Article —
╔══

|10/09/19

Stanford Gets ‘Left of Center’

New exhibition of nonrepresentational abstraction opens a world of possibilities

My heartbeat accelerated when I caught a glimpse of Joan Mitchell’s Before, Again IV from the bottom of the wide steps that lead up to the main gallery upstairs. Her periwinkle- and rust-colored scribbles were the welcoming salvo into abstract expressionism that I’d been waiting for.

As I approached the second-floor landing, I started to register the presence of dozens of other monumentally sized paintings alongside Mitchell’s. I suddenly felt like a hound who’d caught the scent of the hunt, dumbstruck by the thought of what my senses had stumbled upon.

In the past, I’ve shied away from nonrepresentational work, which often looks daunting and difficult to parse. Yet, despite the varying approaches and materials in this show, “Left of Center: Five Years of the Anderson Collection at Stanford University” presents something cohesive and communal—the unmistakable consciousness of the American West, and more often than not of California, in the mid to late 20th century.

At a fifth anniversary celebration of the Anderson this past Saturday, I had walked inside to look for the LED sculptures in the contemporaneous Jim Campbell exhibit. But none of his blinking lights captured my attention the way that the Left Coast paintings did. To be fair to Campbell, against the white walls, gallery lights and natural sunshine, his digital landscapes couldn’t compete with the analog textures of works like Robert Motherwell’s Italian Summer, Franz Kline’s Figure 8 and Frank Stella’s Zeltweg.

In addition to the pleasure of spending time with the paintings themselves, any Art History 101 class would benefit from a field trip to the gallery. There are smart curatorial pairings that make the mind’s associative powers kick in. Mark Rothko’s Untitled (Black on Gray) hangs directly adjacent to Ad Reinhardt’s Abstract Painting. What used to read as a dull sameness pulsed to life, as if the two painters’ black moods were facing each other in a long-delayed but convulsive dialogue. Nearby, the painting I liked the least was also the one I had the most affection for, Josef Albers’ Homage to the Square: Diffused. His concentric, off-kilter squares lie flat and dimensionless on the canvas. But the pale yellows—of faded sunflowers and depressed marigolds—paid homage to the kitchens and couches and cars of my childhood. When I was growing up, I had shoes and T-shirts in shades like these that seemed, for the sake of fashion back then, drained of their good cheer.

╚══

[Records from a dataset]
╔══

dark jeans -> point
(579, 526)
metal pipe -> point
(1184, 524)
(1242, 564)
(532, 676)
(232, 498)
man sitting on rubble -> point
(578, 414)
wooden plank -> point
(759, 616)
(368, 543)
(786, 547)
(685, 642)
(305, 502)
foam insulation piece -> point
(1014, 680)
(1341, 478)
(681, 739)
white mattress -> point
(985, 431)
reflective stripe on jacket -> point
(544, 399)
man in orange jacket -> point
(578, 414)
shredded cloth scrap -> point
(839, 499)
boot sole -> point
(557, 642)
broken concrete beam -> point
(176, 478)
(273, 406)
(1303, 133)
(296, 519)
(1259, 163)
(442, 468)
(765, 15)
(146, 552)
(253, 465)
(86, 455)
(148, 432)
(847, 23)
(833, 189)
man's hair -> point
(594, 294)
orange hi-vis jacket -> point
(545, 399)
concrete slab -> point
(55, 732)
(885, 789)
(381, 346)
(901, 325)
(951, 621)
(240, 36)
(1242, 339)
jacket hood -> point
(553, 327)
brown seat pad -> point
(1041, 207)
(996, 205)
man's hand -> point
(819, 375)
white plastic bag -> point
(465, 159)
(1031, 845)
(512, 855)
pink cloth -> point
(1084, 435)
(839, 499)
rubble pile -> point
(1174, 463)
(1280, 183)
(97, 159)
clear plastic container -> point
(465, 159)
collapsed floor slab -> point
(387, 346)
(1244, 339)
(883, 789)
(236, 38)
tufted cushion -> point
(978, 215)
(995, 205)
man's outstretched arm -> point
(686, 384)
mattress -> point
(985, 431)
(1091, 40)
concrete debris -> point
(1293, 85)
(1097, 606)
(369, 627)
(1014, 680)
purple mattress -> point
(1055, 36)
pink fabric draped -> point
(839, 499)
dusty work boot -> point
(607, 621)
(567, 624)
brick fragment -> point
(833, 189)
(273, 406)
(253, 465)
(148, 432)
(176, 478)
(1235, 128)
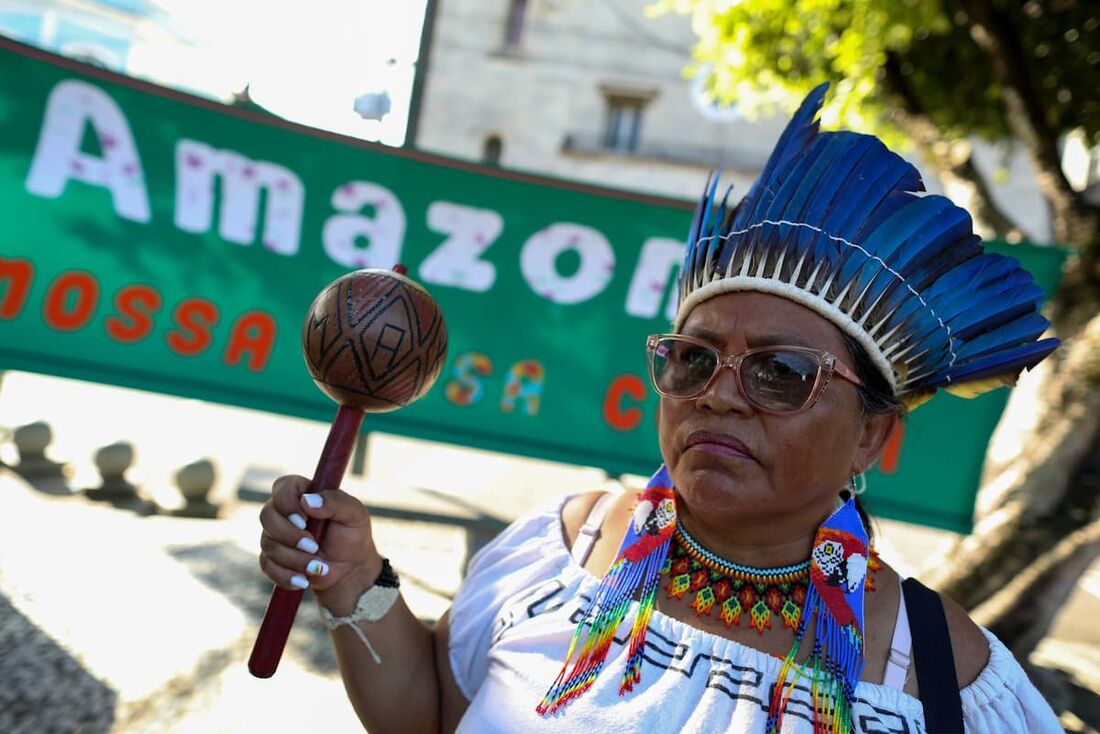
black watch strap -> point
(388, 576)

╚══

Set of tasks —
[a] Extract the passage from the exhibition review that begins at the words "My heartbeat accelerated" and stops after "had stumbled upon.".
[b] Give the title of every painting the exhibition review mentions by name.
The records are not needed for this work.

Exercise results —
[a]
My heartbeat accelerated when I caught a glimpse of Joan Mitchell’s Before, Again IV from the bottom of the wide steps that lead up to the main gallery upstairs. Her periwinkle- and rust-colored scribbles were the welcoming salvo into abstract expressionism that I’d been waiting for.

As I approached the second-floor landing, I started to register the presence of dozens of other monumentally sized paintings alongside Mitchell’s. I suddenly felt like a hound who’d caught the scent of the hunt, dumbstruck by the thought of what my senses had stumbled upon.

[b]
Before, Again IV
Italian Summer
Figure 8
Zeltweg
Untitled (Black on Gray)
Abstract Painting
Homage to the Square: Diffused